Harga Buku yang Melonjak

K, selaku Mahasiswa Baru Angkatan 2023 FPsi UNM mengonfirmasi bahwa adanya perbedaan harga buku di tiap kelas. 

“Iya, benar. Karena saya bertanya ke teman yang beda kelas ternyata mereka mendapatkan harga yang lebih murah dibandingkan kelas saya,” konfirmasinya.

Hadyan selaku dosen Mata Kuliah Pendidikan Pancasila menanggapi pernyataan terkait harga buku yang berbeda.

“Harga buku yang ini (baca: buku yang lebih mahal) terbilang tinggi dari penerbit-penerbit yang lain. Terkait dengan harga, kami tidak mengetahui data valid berapa kisaran harga buku itu. Itu kan hak prioritas penerbit itu,” tanggapnya.

Alamsyah selaku distributor penerbit buku acuan Mata Kuliah Pendidikan Pancasila turut menanggapi perbedaan harga buku tersebut.

“Karena stok buku yang 80 ribu itu sudah saya habiskan semua. Di penerbitan itu, saat buku dicetak ulang, ada modal kerja biaya yang dinaikkan lagi, jadi harga bukunya juga naik jadi 100 ribu. Jadi buku yang 80 ribu itu adalah stok yang lama sebelum dicetak ulang,” tanggapnya.

Urgensi Membeli Buku Acuan

AZ selaku Mahasiswa Baru Angkatan FPsi UNM mengungkapkan pendapatnya perihal urgensi buku acuan Mata Kuliah Pendidikan Pancasila.

“Rumor yang beredar entah benar atau tidak bahwa yang membeli buku akan mendapatkan nilai tambahan, mudah-mudahan ini tidak benar, tapi jika benar, maka saya mempertanyakan, ‘dosen pancasila kok gak pancasilais?’ Karena ini akan menjadi diskriminatif bagi mahasiswa yang mungkin tidak mampu membeli buku itu,” ungkapnya.

Menurut Hadyan, membeli buku referensi sifatnya tidak wajib. Ia memberikan kebebasan kepada mahasiswa ingin memegang buku referensi atau tidak.

“Buku referensi itu sifatnya tidak wajib, menurut saya. Saya tidak pernah mengintervensi mahasiswa apalagi mewajibkan mahasiswa untuk memegang buku referensi itu. Silakan yang mau ambil (baca: beli) boleh, yang tidak mau ambil juga tidak apa-apa. Itu hak nya mahasiswa itu,” tuturnya.

Jadwal Perkuliahan yang Tidak Jelas

Dikarenakan jadwal perkuliahan yang tidak jelas, K menganggap bahwa perkuliahan ini tidak efektif jika dipindahkan ke jam malam karena menyita waktu istirahat mahasiswa.

---

▶ [Yang Ditanyakan]
1 – Jawab pertanyaan berikut berdasarkan teks tentang buku acuan Pendidikan Pancasila:
(a) Menurut distributor, berapa harga buku setelah dicetak ulang?
(b) Siapa dosen Mata Kuliah Pendidikan Pancasila?
(c) Menurut K, mengapa perkuliahan tidak efektif jika dipindahkan ke jam malam?
2 – Salin tanpa perubahan bagian teks tentang buku acuan Pendidikan Pancasila dari "Dikarenakan jadwal perkuliahan" sampai "waktu istirahat mahasiswa.".
Data berikut diambil dari sumber yang berbeda.

---

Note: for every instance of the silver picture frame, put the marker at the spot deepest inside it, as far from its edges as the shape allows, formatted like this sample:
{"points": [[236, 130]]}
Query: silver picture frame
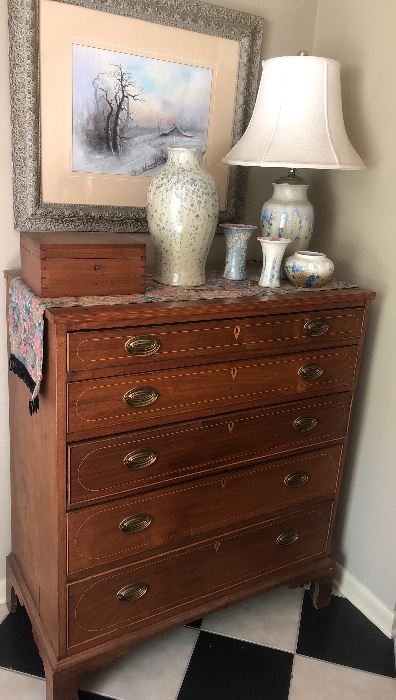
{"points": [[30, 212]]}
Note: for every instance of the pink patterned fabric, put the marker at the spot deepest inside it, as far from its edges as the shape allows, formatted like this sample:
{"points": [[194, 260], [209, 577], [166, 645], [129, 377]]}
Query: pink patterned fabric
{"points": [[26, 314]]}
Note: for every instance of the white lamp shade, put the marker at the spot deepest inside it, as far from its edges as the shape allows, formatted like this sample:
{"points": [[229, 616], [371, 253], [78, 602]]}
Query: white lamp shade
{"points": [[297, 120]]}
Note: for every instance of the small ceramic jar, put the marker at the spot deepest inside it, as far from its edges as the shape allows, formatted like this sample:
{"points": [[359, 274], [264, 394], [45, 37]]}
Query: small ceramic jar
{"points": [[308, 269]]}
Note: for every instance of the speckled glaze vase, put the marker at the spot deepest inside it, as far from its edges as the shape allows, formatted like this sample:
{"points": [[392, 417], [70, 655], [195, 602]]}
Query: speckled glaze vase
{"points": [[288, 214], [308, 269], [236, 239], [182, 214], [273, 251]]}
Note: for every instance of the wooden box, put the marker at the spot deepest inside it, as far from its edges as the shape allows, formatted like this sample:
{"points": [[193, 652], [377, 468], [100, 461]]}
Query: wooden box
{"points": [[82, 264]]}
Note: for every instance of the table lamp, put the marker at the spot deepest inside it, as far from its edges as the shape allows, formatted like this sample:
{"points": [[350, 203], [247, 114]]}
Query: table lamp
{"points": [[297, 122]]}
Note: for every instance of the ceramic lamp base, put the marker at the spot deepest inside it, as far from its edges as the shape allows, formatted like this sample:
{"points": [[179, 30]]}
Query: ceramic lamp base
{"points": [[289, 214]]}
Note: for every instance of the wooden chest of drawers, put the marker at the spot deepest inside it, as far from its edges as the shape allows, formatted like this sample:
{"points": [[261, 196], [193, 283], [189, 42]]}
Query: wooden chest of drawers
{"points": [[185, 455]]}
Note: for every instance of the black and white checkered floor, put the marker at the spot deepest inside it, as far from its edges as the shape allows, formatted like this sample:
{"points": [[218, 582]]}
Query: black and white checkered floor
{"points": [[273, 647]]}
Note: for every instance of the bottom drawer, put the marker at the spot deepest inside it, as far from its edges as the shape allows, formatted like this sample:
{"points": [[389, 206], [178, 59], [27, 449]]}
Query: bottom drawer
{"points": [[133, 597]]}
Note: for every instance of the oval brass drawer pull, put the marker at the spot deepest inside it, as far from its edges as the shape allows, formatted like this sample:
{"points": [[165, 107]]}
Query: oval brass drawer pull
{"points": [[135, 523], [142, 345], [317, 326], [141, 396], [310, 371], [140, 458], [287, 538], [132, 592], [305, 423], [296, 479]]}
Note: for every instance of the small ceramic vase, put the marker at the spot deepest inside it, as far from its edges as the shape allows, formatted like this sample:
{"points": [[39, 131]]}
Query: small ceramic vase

---

▶ [Jawaban Tiap Tugas]
1 –
(a) 100 ribu.
(b) Hadyan.
(c) Karena menyita waktu istirahat mahasiswa.

2 –
Dikarenakan jadwal perkuliahan yang tidak jelas, K menganggap bahwa perkuliahan ini tidak efektif jika dipindahkan ke jam malam karena menyita waktu istirahat mahasiswa.